- [Work request]: With the pictures set aside, write out all of the data exactly as it stands.

- [Records for processing]:
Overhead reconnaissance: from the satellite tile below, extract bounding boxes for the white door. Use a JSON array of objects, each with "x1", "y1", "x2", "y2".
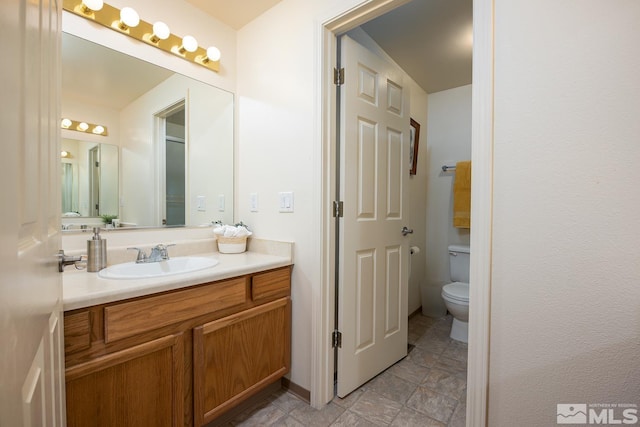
[
  {"x1": 337, "y1": 35, "x2": 410, "y2": 397},
  {"x1": 0, "y1": 0, "x2": 65, "y2": 426}
]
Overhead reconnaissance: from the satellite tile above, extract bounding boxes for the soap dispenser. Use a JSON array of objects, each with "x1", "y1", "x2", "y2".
[{"x1": 87, "y1": 227, "x2": 107, "y2": 272}]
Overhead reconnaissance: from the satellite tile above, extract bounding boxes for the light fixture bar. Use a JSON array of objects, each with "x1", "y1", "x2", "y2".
[
  {"x1": 63, "y1": 0, "x2": 220, "y2": 72},
  {"x1": 61, "y1": 118, "x2": 109, "y2": 136}
]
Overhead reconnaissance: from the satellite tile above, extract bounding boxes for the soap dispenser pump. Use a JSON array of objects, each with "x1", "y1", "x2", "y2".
[{"x1": 87, "y1": 227, "x2": 107, "y2": 272}]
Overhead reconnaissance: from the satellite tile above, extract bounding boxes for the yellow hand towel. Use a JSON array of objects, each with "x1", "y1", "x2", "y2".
[{"x1": 453, "y1": 161, "x2": 471, "y2": 229}]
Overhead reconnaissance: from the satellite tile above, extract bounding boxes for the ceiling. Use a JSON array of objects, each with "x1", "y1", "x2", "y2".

- [Expected answer]:
Overhead reconnaissance: from the satellite tile below, extract bounding boxes for the white door. Use a JSON array of objects, each with "x1", "y1", "x2", "y2".
[
  {"x1": 337, "y1": 35, "x2": 410, "y2": 397},
  {"x1": 0, "y1": 0, "x2": 65, "y2": 426}
]
Overhead reconnaissance: from the satellite tile above, extract bounding boxes for the soap dispenser. Use a JSON array of objects, each with "x1", "y1", "x2", "y2".
[{"x1": 87, "y1": 227, "x2": 107, "y2": 272}]
Overhead reconnaissance: from the satellite tile above, extract bounding boxes for the light fixture bar. Use a JSON array of objects, each with "x1", "y1", "x2", "y2".
[
  {"x1": 63, "y1": 0, "x2": 220, "y2": 72},
  {"x1": 61, "y1": 118, "x2": 109, "y2": 136}
]
Overhead reconnaissance: from the satellite tile above, extract bounding boxes for the soap dispenser pump. Use a JSON array of objects, each with "x1", "y1", "x2", "y2".
[{"x1": 87, "y1": 227, "x2": 107, "y2": 272}]
Overhead reconnaissance: from the satellite tile above, extract bounding boxes for the yellow hand towel. Use a JSON array of objects, each with "x1", "y1", "x2", "y2".
[{"x1": 453, "y1": 161, "x2": 471, "y2": 229}]
Overhead reconnaissance: from the satellite tile above, extract bounding boxes for the ceiling. Use a JSON array of objects, each with "x1", "y1", "x2", "y2".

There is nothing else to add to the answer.